* **Given passage**:
— Start —
Non-financial misconduct in financial services firms is back at the top of the agenda following the concurrent publication of the FCA’s Consultation Paper 20/23 (Diversity and inclusion in the financial sector – working together to drive change) and the PRA’s Consultation Paper 18/23 (Diversity and inclusion in PRA-regulated firms). The PRA and FCA appear to be agreed that (a) non-financial misconduct incidents are relevant when considering whether an individual has acted with integrity and that (b) for senior managers and certification staff, sometimes behaviour in their personal lives that is unconnected to their job will be relevant to their fitness and propriety to work in financial services. How are HR and Compliance professionals to respond to the new role of moral arbiter that these proposed guidelines point towards, and where will the practical and legal challenges arise?

Background to the papers

On 25 September 2023, the FCA and PRA published their long-awaited consultation papers on diversity and inclusion in the financial sector:

These consultation papers follow on from the regulators’ 2021 joint Discussion Paper (DP21/2) and reflect the increasing recognition of the need to improve D&I outcomes within regulated firms and accelerate D&I change across the financial sector.

Among other matters, the papers seek to clarify and enhance regulators’ expectations around non-financial misconduct (for example bullying, sexual harassment and racially motivated misconduct) and how it interacts with the regulatory concept of integrity, which is core to various SMCR processes (e.g. fitness and propriety assessments, Conduct Rule breach reporting, regulatory references). There are particularly important proposals tucked away in the Appendix to the FCA’s consultation paper. If the proposed new guidance is adopted, all firms will need to consider whether an incident of non-financial misconduct that occurs may constitute a breach of the Conduct Rules and (where the individual concerned is a senior manager or certification staff member) whether it affects the firm’s view of their fitness and propriety.
— End —
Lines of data
— Start —
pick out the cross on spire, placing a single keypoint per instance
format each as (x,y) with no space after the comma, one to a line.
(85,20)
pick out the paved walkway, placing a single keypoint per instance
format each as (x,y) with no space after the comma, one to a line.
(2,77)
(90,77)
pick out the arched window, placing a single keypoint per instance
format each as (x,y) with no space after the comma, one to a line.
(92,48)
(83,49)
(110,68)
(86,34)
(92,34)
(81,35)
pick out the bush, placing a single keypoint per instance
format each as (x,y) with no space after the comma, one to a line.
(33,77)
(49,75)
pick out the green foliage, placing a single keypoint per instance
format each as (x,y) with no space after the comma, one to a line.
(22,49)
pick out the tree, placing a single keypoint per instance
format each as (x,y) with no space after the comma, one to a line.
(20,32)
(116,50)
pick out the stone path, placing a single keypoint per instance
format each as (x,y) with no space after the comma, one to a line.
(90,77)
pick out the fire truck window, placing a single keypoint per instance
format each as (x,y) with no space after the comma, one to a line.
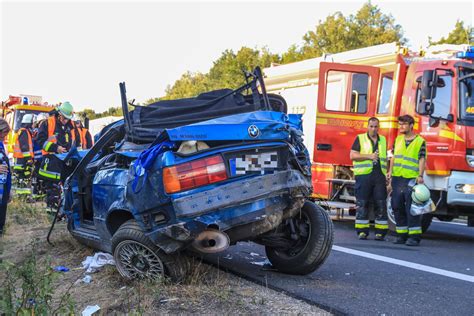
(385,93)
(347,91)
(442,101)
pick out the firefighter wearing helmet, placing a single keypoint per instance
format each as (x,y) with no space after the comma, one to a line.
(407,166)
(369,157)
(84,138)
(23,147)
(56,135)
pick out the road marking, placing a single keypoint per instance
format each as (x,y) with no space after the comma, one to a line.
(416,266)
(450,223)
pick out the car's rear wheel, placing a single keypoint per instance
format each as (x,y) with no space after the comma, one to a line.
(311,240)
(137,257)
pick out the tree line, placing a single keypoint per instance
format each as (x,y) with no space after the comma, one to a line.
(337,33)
— End —
— Start —
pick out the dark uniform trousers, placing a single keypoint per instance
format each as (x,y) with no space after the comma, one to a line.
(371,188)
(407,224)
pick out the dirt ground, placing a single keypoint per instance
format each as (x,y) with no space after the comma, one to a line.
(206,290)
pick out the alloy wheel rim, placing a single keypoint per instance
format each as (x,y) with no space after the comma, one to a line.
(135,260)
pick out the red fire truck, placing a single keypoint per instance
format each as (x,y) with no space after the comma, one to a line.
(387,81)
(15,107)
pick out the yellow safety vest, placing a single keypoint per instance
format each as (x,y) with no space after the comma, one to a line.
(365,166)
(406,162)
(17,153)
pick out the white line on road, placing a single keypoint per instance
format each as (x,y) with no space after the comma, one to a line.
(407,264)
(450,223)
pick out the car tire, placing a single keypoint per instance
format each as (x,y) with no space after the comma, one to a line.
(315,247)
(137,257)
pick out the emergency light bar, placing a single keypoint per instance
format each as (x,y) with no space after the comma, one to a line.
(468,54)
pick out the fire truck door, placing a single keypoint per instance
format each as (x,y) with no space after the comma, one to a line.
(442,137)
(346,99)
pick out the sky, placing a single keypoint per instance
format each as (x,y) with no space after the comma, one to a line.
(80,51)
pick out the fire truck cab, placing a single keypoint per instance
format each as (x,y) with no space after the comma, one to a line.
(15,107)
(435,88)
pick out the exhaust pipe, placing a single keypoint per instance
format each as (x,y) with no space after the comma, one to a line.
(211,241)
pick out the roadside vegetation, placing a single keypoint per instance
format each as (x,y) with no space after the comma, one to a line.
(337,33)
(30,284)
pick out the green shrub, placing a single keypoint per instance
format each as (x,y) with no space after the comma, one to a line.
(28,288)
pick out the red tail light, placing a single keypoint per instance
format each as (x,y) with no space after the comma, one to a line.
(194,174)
— End —
— Start —
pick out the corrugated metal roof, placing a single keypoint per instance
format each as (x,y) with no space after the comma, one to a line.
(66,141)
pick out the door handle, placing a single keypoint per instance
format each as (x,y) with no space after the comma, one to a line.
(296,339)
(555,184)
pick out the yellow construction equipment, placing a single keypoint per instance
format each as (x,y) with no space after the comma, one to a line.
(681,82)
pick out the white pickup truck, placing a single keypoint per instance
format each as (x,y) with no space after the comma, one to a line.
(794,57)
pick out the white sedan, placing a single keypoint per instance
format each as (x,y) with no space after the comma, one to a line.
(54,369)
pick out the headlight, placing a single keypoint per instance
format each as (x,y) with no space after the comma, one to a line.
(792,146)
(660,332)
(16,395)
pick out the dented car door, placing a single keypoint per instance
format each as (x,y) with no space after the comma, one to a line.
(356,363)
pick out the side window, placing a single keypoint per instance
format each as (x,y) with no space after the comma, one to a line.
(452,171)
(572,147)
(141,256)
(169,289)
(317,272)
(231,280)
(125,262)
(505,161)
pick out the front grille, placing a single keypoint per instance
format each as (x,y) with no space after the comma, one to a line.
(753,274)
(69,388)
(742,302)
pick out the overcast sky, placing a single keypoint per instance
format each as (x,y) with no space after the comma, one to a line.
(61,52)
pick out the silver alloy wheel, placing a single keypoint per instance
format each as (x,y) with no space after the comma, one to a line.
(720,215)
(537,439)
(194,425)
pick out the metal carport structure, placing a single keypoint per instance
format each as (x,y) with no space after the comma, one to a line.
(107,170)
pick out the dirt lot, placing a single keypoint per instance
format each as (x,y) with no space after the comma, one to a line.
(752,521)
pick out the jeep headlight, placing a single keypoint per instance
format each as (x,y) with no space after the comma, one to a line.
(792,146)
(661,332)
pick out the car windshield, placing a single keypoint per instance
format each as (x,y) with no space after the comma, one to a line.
— End —
* **What the exercise asks**:
Please update the passage on non-financial misconduct, starting with "These consultation papers" and going on through "the financial sector.", and write it out again with "D&I" replaced by "diversity and inclusion".

* **Output below**:
These consultation papers follow on from the regulators’ 2021 joint Discussion Paper (DP21/2) and reflect the increasing recognition of the need to improve diversity and inclusion outcomes within regulated firms and accelerate diversity and inclusion change across the financial sector.